### DO THIS
Rewrite everything from the start of the lines below down to the line containing "0 0 896 1345", with "Usage" replaced by "Instructions" and nothing else changed.

=======

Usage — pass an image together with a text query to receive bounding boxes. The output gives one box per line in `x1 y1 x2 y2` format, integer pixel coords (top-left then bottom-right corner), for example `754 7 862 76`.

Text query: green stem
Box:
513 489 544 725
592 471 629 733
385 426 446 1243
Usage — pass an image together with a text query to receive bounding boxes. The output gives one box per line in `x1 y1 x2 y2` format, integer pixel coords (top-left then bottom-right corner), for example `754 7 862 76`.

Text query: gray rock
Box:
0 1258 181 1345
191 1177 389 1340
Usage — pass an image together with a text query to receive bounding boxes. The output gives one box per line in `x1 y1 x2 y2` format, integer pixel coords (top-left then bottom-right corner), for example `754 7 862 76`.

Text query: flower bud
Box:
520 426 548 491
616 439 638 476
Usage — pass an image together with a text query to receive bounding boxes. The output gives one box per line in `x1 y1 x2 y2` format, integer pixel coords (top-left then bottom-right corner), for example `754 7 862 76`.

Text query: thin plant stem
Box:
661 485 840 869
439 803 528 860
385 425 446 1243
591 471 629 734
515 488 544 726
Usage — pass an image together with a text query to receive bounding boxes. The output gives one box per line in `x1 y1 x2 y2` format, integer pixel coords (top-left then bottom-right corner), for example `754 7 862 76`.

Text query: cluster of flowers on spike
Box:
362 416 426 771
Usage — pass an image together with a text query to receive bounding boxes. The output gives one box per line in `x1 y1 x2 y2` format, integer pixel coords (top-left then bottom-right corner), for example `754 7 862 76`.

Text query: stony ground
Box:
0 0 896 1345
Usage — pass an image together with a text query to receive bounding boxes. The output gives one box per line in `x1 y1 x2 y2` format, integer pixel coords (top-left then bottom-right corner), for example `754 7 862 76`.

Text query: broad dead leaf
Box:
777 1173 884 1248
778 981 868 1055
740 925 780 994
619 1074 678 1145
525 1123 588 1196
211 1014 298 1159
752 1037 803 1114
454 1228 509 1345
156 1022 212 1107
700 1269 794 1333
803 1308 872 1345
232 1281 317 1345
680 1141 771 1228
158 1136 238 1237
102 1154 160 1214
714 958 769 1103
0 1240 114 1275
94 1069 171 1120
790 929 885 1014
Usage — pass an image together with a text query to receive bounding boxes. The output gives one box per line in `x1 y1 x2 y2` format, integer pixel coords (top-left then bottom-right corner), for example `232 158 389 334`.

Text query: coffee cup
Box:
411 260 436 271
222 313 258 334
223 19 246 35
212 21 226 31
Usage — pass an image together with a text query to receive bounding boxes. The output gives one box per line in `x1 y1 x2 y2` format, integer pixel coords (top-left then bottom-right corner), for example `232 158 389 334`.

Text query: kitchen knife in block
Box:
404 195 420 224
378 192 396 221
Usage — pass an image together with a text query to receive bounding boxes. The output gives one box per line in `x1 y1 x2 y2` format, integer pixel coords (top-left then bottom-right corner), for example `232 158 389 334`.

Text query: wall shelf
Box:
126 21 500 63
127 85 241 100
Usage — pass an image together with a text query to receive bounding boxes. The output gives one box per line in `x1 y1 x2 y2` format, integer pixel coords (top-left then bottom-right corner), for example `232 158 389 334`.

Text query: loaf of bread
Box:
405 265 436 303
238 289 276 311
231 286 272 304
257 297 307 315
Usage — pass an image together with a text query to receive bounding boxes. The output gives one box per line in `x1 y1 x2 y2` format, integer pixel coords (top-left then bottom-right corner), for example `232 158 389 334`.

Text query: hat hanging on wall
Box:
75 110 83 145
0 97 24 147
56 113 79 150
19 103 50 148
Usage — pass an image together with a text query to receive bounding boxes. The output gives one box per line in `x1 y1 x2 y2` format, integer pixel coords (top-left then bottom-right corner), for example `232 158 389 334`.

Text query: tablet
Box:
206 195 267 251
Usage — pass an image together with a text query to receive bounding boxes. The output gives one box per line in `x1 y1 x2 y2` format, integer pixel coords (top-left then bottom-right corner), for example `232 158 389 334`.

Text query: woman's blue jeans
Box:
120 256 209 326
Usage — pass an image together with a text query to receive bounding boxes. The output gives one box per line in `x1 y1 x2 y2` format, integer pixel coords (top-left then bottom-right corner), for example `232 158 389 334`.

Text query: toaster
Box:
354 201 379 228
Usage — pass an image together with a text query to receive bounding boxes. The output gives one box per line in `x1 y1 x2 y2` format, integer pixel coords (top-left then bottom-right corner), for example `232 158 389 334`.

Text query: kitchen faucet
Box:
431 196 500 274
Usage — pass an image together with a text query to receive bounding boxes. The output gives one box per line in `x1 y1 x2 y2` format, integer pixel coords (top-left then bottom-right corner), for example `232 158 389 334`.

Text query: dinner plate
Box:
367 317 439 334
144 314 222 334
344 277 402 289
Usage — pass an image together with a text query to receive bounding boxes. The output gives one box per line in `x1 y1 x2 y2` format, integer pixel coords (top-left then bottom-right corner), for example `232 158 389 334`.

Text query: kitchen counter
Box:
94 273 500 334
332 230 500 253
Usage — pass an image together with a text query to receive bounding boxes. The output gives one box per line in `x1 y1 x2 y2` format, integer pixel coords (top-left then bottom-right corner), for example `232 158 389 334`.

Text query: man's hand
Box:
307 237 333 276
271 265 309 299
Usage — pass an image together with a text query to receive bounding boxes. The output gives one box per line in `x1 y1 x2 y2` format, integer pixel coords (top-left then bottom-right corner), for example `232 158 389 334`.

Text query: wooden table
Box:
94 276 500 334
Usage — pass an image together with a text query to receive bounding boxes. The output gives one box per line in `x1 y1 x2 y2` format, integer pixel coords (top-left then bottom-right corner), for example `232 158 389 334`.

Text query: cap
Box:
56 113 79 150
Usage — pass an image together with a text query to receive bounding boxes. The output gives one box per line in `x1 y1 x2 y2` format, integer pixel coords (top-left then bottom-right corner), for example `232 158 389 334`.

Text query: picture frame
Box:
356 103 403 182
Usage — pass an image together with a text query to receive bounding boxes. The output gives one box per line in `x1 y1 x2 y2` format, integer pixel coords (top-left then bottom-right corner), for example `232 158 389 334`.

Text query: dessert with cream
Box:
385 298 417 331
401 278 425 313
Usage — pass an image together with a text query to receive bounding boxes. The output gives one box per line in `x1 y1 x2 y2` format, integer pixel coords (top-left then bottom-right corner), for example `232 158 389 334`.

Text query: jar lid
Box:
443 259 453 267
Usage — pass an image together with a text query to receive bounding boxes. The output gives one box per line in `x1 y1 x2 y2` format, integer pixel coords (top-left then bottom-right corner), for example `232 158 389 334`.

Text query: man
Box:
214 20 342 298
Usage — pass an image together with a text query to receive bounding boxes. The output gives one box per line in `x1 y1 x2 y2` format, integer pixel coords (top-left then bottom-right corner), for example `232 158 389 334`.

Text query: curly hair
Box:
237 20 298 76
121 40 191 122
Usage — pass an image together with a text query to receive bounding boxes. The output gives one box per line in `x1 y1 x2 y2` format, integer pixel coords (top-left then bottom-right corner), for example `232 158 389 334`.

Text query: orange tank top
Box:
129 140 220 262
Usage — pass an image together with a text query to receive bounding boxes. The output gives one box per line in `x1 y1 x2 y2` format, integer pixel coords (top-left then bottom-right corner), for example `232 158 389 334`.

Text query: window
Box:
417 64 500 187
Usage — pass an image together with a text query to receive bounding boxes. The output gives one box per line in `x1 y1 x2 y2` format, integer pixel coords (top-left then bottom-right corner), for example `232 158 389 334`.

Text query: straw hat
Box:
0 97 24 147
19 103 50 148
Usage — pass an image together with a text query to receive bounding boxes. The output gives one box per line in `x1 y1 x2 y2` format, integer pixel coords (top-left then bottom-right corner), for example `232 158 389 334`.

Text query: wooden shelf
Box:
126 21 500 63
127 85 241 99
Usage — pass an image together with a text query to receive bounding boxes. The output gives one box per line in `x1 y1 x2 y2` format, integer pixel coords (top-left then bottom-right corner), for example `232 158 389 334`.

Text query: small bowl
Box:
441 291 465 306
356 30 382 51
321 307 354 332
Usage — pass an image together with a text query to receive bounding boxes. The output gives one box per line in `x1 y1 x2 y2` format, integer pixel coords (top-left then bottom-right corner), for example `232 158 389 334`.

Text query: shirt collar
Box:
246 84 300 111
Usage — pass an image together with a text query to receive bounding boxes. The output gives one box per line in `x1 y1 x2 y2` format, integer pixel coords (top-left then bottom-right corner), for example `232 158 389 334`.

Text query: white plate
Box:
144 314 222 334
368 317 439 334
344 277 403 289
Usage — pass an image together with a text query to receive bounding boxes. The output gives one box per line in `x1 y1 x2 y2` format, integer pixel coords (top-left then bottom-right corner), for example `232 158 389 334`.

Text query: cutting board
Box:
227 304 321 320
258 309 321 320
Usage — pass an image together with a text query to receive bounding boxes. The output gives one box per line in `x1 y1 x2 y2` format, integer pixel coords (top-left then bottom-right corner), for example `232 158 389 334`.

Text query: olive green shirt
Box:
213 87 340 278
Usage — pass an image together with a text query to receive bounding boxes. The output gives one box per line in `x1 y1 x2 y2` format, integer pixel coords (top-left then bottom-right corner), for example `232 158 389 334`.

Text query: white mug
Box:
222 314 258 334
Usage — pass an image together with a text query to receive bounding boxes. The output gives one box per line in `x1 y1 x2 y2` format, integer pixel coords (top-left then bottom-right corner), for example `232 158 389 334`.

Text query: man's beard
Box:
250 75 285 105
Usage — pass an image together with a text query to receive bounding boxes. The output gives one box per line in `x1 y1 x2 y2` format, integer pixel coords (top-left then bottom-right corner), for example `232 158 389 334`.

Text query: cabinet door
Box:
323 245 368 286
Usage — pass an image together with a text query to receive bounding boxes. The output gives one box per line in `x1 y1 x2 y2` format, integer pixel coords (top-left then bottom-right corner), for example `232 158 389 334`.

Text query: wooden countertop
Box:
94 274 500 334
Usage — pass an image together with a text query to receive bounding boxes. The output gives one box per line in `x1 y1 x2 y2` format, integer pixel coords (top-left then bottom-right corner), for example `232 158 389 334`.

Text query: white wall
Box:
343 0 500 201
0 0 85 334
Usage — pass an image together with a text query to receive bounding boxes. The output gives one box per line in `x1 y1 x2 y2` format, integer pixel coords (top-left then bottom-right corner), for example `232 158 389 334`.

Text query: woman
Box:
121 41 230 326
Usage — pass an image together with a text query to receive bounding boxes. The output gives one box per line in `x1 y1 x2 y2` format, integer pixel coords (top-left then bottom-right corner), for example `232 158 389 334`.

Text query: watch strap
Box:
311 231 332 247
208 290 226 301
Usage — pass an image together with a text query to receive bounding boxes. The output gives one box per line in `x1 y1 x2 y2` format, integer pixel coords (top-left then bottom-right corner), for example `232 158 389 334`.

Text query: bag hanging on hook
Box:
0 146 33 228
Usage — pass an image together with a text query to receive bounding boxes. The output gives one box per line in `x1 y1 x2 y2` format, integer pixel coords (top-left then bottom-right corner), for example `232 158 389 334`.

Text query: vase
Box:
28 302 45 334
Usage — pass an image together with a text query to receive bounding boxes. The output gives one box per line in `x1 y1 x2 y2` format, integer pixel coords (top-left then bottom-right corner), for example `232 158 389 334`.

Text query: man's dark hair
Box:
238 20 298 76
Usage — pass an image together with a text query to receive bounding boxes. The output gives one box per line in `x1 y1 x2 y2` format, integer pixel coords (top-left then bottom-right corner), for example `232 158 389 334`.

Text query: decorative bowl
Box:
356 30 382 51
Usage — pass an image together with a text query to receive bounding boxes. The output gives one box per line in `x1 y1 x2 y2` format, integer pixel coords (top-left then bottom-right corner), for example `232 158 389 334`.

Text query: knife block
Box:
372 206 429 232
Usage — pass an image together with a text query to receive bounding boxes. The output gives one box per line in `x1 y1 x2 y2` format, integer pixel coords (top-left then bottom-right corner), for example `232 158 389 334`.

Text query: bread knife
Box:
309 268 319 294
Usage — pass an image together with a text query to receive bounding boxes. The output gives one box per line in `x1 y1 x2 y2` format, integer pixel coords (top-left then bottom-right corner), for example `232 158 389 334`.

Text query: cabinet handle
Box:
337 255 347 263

=======

### THE REPLY
Instructions — pass an image together with a text query to receive bounding boxes. The output gives one box per line in `x1 y1 x2 y2` format, integer pixel coords (top-left then bottom-right corner), for example `754 7 862 76`.

Text query: green stem
Box:
513 489 544 725
592 471 629 733
385 426 446 1243
Instructions — pass an image together with a text query to receive bounding boxes. The output gives one box per line in `x1 y1 x2 y2` format, integer pixel coords (top-left then bottom-right corner), for example `754 7 862 76`.

Text query: gray rock
Box:
0 1258 181 1345
191 1177 389 1340
Instructions — pass an image together with a text query to receive bounding boxes. The output gives one box per line in `x1 y1 x2 y2` format, integer pixel coords (top-left then bottom-right corner), for example `754 7 862 76`.

Text query: flower bud
Box:
520 426 548 491
616 439 638 476
Instructions — pass an image together with a text query to receive bounding boxes. The output gives one box per line in `x1 y1 x2 y2` format, integer pixel coords (top-left then bottom-right corner), for example `754 7 862 76`.

Text query: thin plant stem
Box:
661 485 840 869
439 803 528 860
385 425 446 1243
591 471 629 734
515 488 544 726
Instructions — pass an image together with a text query to receive bounding boxes. The output gives one box per line in `x1 y1 x2 y2` format, integer pixel coords (top-left then bottom-right corner), for example `754 7 862 76`.

Text query: cluster of flowers on spike
Box:
362 416 426 771
Instructions — pass an image together with a text query to receive bounding boxes. The output gives one box per line in `x1 y1 x2 y2` format, integer pixel coords (top-left then bottom-right corner), for example `754 7 862 76`.

Text query: stony ground
Box:
0 0 896 1345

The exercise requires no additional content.